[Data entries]
+ + +

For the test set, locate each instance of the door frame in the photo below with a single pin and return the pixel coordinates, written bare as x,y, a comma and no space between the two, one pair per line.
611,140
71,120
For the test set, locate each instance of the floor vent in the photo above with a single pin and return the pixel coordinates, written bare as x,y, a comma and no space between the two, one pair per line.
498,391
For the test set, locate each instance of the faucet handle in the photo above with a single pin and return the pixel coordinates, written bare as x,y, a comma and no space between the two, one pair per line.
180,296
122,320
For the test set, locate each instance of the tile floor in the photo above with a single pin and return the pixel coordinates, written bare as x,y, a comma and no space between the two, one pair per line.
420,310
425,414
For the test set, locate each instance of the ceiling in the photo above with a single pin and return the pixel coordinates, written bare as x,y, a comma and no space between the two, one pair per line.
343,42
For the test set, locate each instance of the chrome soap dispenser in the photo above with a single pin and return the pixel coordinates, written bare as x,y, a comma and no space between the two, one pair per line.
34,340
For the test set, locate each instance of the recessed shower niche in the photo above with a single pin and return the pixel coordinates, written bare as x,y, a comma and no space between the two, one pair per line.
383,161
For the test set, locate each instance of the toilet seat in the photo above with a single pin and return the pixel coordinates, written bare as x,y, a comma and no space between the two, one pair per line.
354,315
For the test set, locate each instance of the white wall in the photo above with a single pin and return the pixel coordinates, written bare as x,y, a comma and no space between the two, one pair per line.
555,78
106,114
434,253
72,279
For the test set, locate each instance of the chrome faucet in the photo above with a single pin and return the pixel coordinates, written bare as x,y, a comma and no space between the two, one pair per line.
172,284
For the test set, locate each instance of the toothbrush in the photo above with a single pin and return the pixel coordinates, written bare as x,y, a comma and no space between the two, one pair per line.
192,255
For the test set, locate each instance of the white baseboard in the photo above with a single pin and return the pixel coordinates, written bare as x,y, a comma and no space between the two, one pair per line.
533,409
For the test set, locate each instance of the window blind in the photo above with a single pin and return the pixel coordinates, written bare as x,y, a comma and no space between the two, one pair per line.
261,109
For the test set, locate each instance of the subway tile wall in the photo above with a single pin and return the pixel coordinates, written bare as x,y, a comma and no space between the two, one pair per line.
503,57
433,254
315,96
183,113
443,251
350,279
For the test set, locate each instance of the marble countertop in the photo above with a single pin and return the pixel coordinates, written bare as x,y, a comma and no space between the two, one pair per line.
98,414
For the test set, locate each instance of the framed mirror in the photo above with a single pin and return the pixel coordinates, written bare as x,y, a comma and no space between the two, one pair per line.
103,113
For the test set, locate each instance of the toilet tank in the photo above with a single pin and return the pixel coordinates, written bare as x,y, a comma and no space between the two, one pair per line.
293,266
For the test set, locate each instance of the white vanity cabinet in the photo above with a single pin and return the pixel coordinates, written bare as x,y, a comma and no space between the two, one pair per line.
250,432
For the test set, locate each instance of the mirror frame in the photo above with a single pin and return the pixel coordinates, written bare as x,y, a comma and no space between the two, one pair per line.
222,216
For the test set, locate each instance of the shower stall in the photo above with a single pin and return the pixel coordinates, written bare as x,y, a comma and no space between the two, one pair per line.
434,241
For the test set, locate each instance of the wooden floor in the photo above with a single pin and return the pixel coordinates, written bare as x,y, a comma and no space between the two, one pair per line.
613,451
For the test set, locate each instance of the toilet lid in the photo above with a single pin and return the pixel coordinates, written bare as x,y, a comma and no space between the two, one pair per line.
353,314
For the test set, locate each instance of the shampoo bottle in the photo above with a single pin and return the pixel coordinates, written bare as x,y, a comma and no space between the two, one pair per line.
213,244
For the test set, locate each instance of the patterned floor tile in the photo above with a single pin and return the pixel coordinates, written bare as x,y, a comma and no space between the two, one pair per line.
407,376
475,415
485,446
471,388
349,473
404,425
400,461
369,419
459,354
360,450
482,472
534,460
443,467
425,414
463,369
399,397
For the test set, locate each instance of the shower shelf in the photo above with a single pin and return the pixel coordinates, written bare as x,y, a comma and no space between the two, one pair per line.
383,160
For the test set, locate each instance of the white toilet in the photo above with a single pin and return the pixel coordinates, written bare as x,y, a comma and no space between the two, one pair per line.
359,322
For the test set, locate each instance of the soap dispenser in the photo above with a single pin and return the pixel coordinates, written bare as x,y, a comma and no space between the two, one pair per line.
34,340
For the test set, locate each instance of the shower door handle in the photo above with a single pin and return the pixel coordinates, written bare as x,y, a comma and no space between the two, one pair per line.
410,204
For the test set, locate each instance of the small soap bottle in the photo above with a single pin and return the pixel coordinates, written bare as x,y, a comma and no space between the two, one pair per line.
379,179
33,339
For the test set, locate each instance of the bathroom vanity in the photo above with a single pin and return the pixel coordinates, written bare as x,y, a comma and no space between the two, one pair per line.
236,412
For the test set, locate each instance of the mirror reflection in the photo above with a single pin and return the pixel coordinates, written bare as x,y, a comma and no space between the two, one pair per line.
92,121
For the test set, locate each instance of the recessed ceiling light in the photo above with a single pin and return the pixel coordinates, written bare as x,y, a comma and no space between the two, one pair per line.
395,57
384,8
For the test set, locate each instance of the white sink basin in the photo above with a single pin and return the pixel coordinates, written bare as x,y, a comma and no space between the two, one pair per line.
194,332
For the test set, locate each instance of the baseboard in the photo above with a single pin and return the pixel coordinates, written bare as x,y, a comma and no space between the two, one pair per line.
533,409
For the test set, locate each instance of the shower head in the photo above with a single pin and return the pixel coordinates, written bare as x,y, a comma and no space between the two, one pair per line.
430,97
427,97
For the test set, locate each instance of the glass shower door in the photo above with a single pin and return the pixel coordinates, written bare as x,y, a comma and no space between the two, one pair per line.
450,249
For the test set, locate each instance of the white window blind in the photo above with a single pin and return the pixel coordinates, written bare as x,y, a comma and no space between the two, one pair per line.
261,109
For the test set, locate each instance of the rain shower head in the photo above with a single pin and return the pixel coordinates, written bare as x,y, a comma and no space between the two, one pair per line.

+ + +

Each line from the one with "For the test set, locate each instance of the glass" through the last line of the records must be written out word for word. Include nothing else.

→ **Task solution**
For the test set, locate each instance of the glass shower door in the photo above with a single pin and return the pixel coordinates, written bare as x,y, a comma and no space between the two, one pair per line.
450,249
For the test set, locate each instance of the white window blind in the photo above with a single pin and return the pixel coordinates, written bare as x,y, a comma and no space between the two, one pair per line.
261,109
For the test set, locate each instance of the rain shower head in the photo above with a single pin and return the pixel coordinates, written bare as x,y, a comma and no space between the two, one pair per line.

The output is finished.